◆ **Written tasks**
[1] Answer these from the climate station gap text:
(a) What value is listed for Station 1 at E?
(b) Which station has a gap at E?
(c) In which column of the dataset is the station reference number kept?
[2] Please write the next part of the climate station gap text, picking up after its last sentence.

====== Page excerpt ======

The final piece of the jigsaw is in averaging the values correctly when
the climate station changes and there are gaps for both stations in
succession, as demonstrated in the simplified example below:
Station 1: A = 10
Station 1: B = 15
Station 1: C = 20
Station 1: D = GAP (=25)
Station 1: E = 30
Station 1: F = GAP (=35)
Station 1: G = GAP (=40)
Station 2: A = GAP (=4)
Station 2: B = GAP (=5)
Station 2: C = 6
Station 2: D = 7
Station 2: E = GAP (=8)
Station 2: F = 9
Station 2: G = 10
In the case of Station 1: F-G and Station 2: A-B, an average is not
required of the values above and below the gap present (ie. not taking
the average of 30 and 6 and filling each of the gaps with 13), but is
required only for the data in that particular station. So would there
be a way of informing the to be wary of such changes in station
reference? (Station reference number is in column A in my dataset)

====== Stored data ======

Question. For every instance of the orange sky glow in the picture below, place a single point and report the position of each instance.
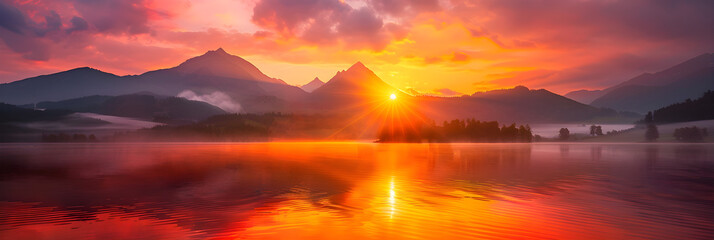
(440, 47)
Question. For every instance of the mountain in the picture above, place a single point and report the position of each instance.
(585, 96)
(690, 110)
(10, 113)
(518, 104)
(312, 85)
(221, 64)
(63, 85)
(142, 106)
(356, 88)
(650, 91)
(359, 91)
(215, 71)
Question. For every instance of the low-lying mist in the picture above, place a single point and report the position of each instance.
(217, 98)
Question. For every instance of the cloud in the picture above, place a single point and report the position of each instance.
(78, 24)
(326, 22)
(447, 92)
(218, 99)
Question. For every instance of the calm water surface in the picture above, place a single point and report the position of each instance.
(356, 191)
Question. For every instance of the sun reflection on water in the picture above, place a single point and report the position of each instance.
(392, 200)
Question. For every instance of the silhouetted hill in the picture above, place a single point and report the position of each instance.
(63, 85)
(12, 113)
(221, 64)
(312, 85)
(584, 96)
(690, 110)
(142, 106)
(519, 104)
(359, 91)
(353, 89)
(215, 71)
(649, 91)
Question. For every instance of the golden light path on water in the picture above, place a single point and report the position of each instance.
(356, 191)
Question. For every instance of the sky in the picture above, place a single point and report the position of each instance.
(441, 47)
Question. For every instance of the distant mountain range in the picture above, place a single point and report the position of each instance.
(142, 106)
(354, 91)
(650, 91)
(312, 85)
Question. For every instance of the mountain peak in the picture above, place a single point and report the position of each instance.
(222, 64)
(358, 66)
(312, 85)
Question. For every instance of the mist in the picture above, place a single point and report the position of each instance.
(217, 98)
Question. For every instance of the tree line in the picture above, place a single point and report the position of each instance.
(689, 110)
(457, 130)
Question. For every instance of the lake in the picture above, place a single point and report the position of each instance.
(356, 191)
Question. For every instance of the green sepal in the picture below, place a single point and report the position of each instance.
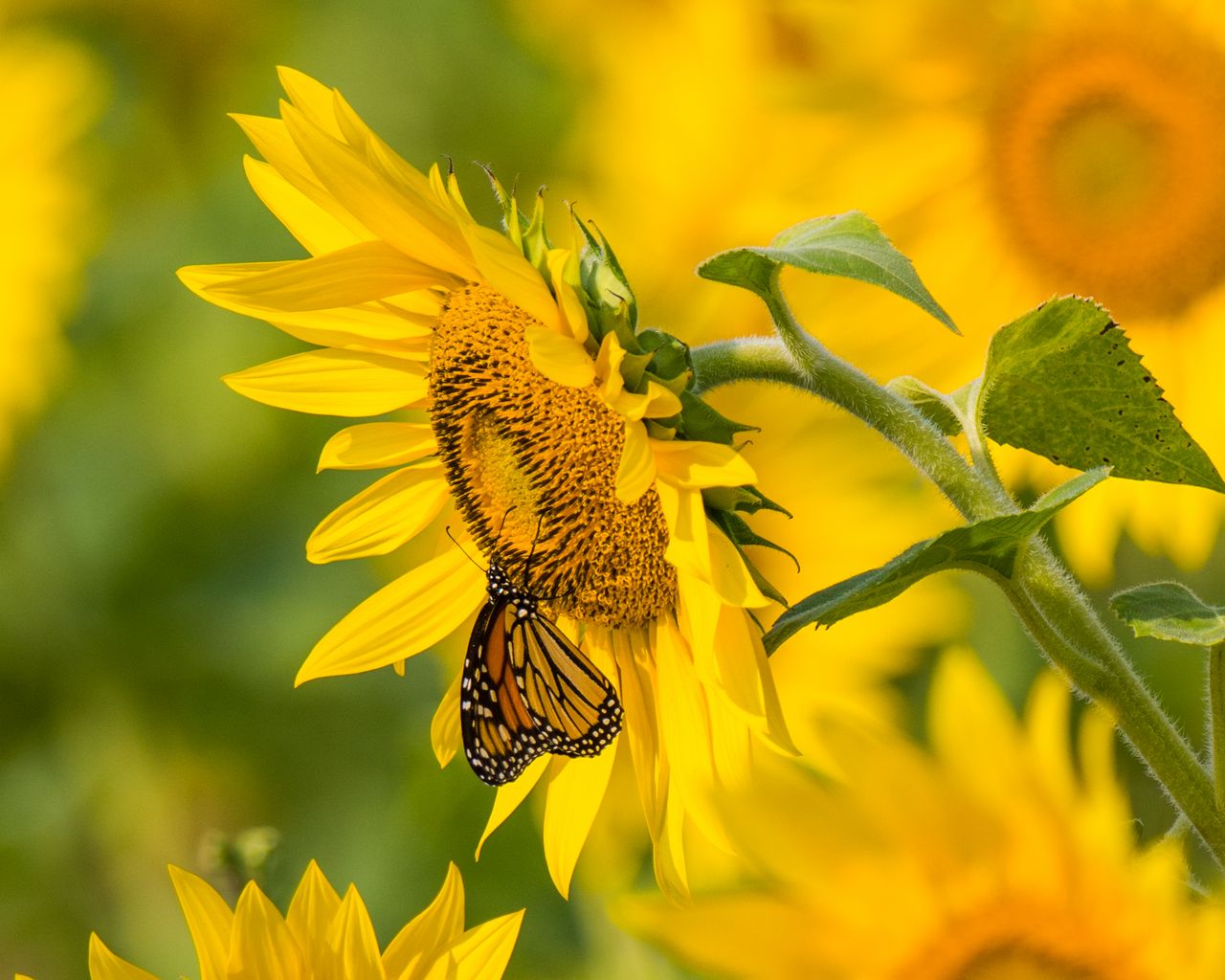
(934, 406)
(739, 533)
(850, 245)
(1063, 383)
(669, 357)
(605, 284)
(989, 546)
(701, 423)
(739, 530)
(1169, 611)
(745, 499)
(528, 235)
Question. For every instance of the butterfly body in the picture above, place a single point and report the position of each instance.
(527, 689)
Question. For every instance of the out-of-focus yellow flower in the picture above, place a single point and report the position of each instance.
(1013, 151)
(52, 92)
(996, 857)
(323, 935)
(536, 440)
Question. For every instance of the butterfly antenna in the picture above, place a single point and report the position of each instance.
(527, 568)
(456, 543)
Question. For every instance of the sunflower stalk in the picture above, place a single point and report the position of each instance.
(1216, 718)
(1046, 598)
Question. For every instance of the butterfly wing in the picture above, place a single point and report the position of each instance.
(573, 705)
(500, 736)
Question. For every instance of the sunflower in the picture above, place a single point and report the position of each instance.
(1013, 149)
(550, 435)
(323, 935)
(52, 87)
(997, 856)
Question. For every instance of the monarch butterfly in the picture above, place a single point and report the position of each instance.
(527, 689)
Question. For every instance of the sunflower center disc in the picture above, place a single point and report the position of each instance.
(1106, 145)
(533, 464)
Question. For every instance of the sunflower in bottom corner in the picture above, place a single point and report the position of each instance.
(556, 438)
(324, 935)
(995, 858)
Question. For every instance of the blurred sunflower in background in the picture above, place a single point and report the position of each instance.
(558, 449)
(1013, 151)
(997, 856)
(54, 90)
(323, 935)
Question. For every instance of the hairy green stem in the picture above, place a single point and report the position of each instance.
(1216, 718)
(1049, 602)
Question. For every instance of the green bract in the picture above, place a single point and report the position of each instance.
(848, 245)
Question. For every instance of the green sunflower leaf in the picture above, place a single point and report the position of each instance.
(1063, 383)
(989, 546)
(935, 406)
(850, 245)
(701, 423)
(1169, 611)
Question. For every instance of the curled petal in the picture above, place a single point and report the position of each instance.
(383, 517)
(510, 795)
(635, 472)
(333, 383)
(697, 464)
(560, 358)
(576, 791)
(376, 445)
(429, 935)
(210, 922)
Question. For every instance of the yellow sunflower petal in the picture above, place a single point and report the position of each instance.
(315, 100)
(383, 517)
(696, 464)
(635, 471)
(210, 922)
(482, 952)
(401, 620)
(576, 791)
(354, 947)
(685, 727)
(729, 574)
(408, 223)
(433, 931)
(357, 274)
(510, 795)
(333, 383)
(272, 141)
(392, 327)
(376, 445)
(608, 368)
(261, 945)
(669, 852)
(505, 270)
(560, 358)
(637, 691)
(311, 911)
(445, 725)
(105, 966)
(318, 230)
(746, 677)
(689, 538)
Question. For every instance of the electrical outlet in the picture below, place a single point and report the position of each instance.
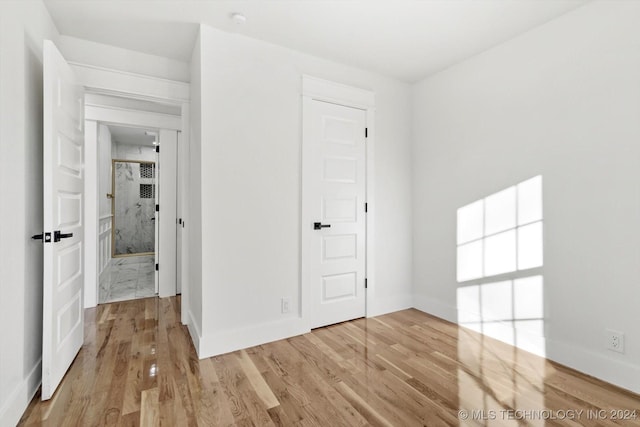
(286, 305)
(615, 340)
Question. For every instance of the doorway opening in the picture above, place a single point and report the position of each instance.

======

◆ **Outputs for the tasks**
[1]
(a) 30
(b) Station 2
(c) Column A

[2]
Is there a way of designing (a macro in Visual Basic?) to automate
these procedures in Excel 2002? - as doing it manually would be
unfeasible due to the nature of the dataset size. Incidently, data
which requires interpolation is in columns F to M (inclusive), and is
represented as a blank cell. Interpolation is required vertically down
the columns, and not between rows.
Thanks very much for looking at this - I would be very grateful if
someone manages to manufacture a solution.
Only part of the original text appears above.